= Exercise aim =
Give back, unchanged, the line containing "the headset in" and every line after it up to the end of the listing.

= Records to use =
== Segment start ==

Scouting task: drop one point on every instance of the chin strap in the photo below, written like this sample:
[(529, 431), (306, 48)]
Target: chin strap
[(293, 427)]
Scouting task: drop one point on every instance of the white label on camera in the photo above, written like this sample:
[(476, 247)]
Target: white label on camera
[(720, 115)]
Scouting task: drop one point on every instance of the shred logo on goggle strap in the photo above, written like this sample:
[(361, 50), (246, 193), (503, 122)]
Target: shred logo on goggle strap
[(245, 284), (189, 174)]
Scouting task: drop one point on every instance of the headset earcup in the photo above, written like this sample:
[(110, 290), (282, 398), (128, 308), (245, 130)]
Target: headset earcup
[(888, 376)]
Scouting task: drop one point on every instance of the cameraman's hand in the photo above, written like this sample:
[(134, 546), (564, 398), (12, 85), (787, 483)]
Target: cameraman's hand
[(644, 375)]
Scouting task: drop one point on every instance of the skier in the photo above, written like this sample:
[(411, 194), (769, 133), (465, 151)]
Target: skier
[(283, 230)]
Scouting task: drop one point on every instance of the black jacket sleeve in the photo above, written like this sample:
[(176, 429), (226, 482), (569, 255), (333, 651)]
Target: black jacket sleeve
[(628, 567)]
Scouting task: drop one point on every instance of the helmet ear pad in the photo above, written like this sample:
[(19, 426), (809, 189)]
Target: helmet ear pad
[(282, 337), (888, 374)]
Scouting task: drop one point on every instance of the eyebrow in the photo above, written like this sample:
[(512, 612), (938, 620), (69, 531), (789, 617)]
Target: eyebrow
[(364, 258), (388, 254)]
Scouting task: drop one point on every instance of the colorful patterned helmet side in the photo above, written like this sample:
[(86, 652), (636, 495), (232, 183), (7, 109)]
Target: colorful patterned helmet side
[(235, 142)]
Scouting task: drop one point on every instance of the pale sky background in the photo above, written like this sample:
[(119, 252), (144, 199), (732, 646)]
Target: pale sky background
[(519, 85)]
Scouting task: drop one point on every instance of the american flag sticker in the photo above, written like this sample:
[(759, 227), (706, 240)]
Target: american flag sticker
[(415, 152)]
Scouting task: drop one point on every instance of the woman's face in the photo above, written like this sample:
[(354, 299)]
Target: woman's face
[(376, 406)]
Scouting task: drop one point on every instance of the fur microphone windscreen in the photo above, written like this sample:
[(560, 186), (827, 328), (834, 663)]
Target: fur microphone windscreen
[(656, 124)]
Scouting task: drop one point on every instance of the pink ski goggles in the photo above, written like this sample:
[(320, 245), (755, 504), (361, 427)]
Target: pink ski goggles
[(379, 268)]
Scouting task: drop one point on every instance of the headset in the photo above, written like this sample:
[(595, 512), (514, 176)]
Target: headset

== Segment end ==

= Answer to this task =
Scouting task: drop one point on every instance of the headset in the photo above, written like this sample:
[(595, 512), (514, 176)]
Target: headset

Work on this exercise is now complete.